> _EXERCISE DETAILS_
Could you return the listing below exactly, with every line intact?
BEGIN
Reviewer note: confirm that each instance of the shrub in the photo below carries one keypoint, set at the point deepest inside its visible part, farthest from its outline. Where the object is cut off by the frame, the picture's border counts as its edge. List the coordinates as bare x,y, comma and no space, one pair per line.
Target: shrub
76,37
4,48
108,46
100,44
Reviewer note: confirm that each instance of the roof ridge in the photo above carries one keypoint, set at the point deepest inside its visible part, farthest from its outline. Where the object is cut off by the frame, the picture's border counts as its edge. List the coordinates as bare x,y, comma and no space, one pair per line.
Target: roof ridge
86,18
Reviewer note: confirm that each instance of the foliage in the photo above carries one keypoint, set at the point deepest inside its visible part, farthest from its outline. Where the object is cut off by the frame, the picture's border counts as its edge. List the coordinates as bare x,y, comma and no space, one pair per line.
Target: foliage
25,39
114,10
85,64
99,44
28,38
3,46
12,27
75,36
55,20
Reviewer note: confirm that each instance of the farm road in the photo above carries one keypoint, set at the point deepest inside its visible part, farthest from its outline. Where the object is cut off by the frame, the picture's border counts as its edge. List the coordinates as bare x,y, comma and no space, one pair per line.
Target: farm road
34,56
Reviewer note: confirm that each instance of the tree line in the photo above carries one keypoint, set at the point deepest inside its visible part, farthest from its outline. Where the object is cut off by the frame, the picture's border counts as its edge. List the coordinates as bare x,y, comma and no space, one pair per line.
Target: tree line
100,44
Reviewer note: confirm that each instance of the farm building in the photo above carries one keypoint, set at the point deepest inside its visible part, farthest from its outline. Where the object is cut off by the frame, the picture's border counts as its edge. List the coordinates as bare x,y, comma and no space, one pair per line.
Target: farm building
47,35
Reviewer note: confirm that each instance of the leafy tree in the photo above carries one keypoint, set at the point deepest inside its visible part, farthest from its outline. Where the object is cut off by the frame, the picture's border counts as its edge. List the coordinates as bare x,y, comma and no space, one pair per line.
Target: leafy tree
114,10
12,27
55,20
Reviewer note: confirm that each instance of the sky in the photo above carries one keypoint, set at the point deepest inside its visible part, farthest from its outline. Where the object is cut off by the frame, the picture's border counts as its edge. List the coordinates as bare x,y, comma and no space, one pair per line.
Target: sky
END
> _WRITTEN RESPONSE_
Reviewer note: confirm that each instance of the shrub in the photo below carries one keypoint, set at the point deepest inside its visible part, farthest from its outline. Where the object is cut off by the frame, the picture's border counts as its edge. List the coordinates as bare x,y, comma and no space, one pair per line.
Target: shrub
76,37
4,48
108,46
100,44
Reviewer note: confirm that each instance of the roof ridge in the photo above carries one keypoint, set at the point deepest inside its visible part, farthest from its outline. Where the object is cut off by the frame, the picture's border counts as its edge. List the coordinates as bare x,y, comma and no space, one pair per line.
Target: roof ridge
86,18
Reviewer note: confirm that each instance of the foliage in the photo above carries one keypoint, set at the point deepest inside its visible part, farthest from its outline. Where the object is cut off by the frame, the picture's border counts as its edge. List the coordinates as bare x,y, comma and no space, one pair per line.
Target: foliage
25,39
114,10
85,64
99,44
28,38
3,46
12,27
75,36
55,20
Reviewer note: confirm that each instance of the farm road in the photo above carries one keypoint, set at the point deepest inside its visible part, farthest from its outline. Where the object is cut off by the frame, the picture's border counts as its edge. List the coordinates as bare x,y, comma and no space, one pair per line.
Target: farm road
34,56
Reviewer note: confirm that each instance of the tree line in the photo above carries one keypoint, set at the point deepest inside its visible part, farthest from its outline. Where the object is cut off by the frame, the picture's border counts as its edge. List the coordinates as bare x,y, comma and no space, one pair per line.
Target: tree line
100,44
Reviewer note: confirm that each instance of the farm building in the photo above carries one keypoint, set at the point deepest inside its visible part, farthest from its outline. Where the object is cut off by the frame, the picture's border counts as its edge. List the coordinates as bare x,y, comma and no space, one pair per line.
Target: farm building
47,35
Reviewer note: confirm that each instance of the leafy tree in the photo above carries one keypoint, set at the point deepest inside its visible part, farthest from its outline. Where the object is cut off by the frame, the picture's border counts as its edge. List the coordinates as bare x,y, comma and no space, one pair per line.
Target: leafy tree
114,10
12,27
55,20
Reviewer note: confirm that each instance of the sky in the photo above carries one keypoint, set at the point deepest inside its visible part, farthest from its outline. Where the object is cut off by the frame, the picture's border counts as its edge. List the coordinates as bare x,y, comma and no space, one pair per line.
Target: sky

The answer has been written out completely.